EXERCISE GOAL
Print only the line with "Where can you see the brown" and the lines after it, ending with the last line of the material, each exactly as it stands.

LISTED RECORDS

....................

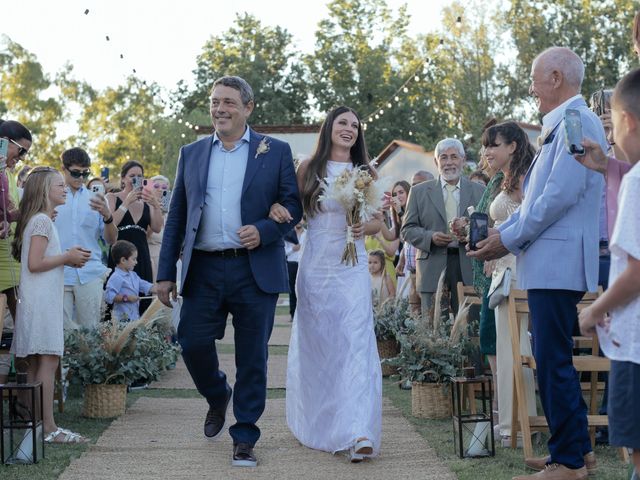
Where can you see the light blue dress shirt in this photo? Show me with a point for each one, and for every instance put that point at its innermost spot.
(122, 282)
(78, 224)
(221, 215)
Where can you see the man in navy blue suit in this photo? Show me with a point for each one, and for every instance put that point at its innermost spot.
(233, 257)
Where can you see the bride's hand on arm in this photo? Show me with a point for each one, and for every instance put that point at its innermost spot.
(371, 227)
(279, 214)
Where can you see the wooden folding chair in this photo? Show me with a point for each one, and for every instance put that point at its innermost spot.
(467, 295)
(521, 421)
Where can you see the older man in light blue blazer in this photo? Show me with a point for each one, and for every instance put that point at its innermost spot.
(555, 237)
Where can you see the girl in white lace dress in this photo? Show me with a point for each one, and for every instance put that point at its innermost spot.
(38, 339)
(334, 381)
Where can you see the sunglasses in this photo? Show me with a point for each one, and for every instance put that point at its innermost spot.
(21, 150)
(78, 173)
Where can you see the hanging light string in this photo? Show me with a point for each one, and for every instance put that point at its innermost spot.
(134, 73)
(403, 89)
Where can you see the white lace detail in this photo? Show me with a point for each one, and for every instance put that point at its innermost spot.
(334, 385)
(41, 225)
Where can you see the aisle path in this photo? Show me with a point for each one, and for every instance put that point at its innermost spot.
(160, 438)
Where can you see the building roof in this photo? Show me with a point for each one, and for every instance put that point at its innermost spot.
(393, 146)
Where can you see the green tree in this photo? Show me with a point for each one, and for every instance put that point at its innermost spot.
(597, 30)
(465, 70)
(26, 95)
(363, 57)
(264, 57)
(128, 122)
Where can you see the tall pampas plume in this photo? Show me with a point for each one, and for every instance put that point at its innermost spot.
(437, 302)
(460, 324)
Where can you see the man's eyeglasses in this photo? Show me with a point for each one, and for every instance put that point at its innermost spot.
(21, 150)
(79, 173)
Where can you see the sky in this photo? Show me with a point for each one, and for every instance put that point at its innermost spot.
(160, 38)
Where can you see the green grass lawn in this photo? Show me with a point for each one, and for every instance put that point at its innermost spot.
(507, 462)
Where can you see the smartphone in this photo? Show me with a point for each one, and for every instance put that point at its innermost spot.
(97, 188)
(478, 229)
(4, 149)
(165, 198)
(573, 132)
(137, 183)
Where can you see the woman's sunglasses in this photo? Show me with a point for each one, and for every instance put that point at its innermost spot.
(21, 150)
(79, 173)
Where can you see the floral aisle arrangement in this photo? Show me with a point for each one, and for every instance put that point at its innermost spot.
(389, 320)
(360, 195)
(107, 358)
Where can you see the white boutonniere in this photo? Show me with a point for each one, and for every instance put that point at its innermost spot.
(542, 138)
(263, 147)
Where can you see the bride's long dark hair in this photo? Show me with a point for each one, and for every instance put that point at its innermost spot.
(317, 166)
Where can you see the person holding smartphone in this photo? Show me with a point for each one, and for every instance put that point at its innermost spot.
(84, 219)
(18, 142)
(135, 212)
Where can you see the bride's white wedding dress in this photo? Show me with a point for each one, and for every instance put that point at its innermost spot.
(334, 381)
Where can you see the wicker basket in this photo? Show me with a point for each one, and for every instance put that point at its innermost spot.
(388, 349)
(104, 401)
(430, 400)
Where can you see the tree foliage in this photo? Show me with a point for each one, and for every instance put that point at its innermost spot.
(599, 31)
(26, 95)
(420, 89)
(262, 55)
(129, 123)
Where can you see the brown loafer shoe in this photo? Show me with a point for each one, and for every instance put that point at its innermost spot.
(555, 471)
(540, 462)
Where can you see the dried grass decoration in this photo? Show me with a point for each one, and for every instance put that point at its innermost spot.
(361, 196)
(120, 352)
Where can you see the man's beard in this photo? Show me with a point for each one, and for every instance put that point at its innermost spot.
(451, 176)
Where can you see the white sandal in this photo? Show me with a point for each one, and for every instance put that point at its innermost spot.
(69, 437)
(355, 457)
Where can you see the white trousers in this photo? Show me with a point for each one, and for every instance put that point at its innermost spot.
(83, 304)
(504, 367)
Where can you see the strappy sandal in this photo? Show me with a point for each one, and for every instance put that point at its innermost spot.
(21, 410)
(363, 447)
(67, 437)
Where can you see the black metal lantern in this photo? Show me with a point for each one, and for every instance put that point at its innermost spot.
(22, 439)
(472, 428)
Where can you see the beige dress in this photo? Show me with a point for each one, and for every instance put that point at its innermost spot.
(500, 209)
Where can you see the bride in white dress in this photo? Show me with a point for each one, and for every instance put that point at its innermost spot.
(334, 381)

....................

THE RESULT
Where can you see the brown loafer shoe in this photo? Show me with a point for each one, and for every instance put that point at its innermost spot.
(555, 471)
(540, 462)
Where can you see the dried grass decoration in this photo? Show me with a point for each one, and for every instance put that point at its innermost spot.
(361, 196)
(120, 352)
Where can you see the man's beard in this photo? Show me with a point for each one, and for every instance put that point at its innermost spot.
(451, 176)
Where can you see the white sandal in this photo? Show me with a point for each one, and for every instance put that point at its innermost spot.
(69, 437)
(355, 457)
Where can you see the white trousers in this photo? Show me with a point for each one, and for every instance put that point at its innermost spot.
(83, 304)
(504, 367)
Where can you see the strappy sandal in this photo? Show me with a point for each one, and for every instance put that point at its innermost spot.
(21, 410)
(363, 447)
(67, 437)
Where can you see the black metal lantern in this photo? Show me with a point for each one, and for every instance put that point at its innermost spot.
(22, 439)
(472, 428)
Where can you see the beige dress in this photo? Show me with a point for each one, and for every instance put that point at its innermost spot.
(500, 209)
Where can you see the bride in white dress in this photo? Show me with a point for each one, and for every instance put that point at its innermost spot.
(334, 381)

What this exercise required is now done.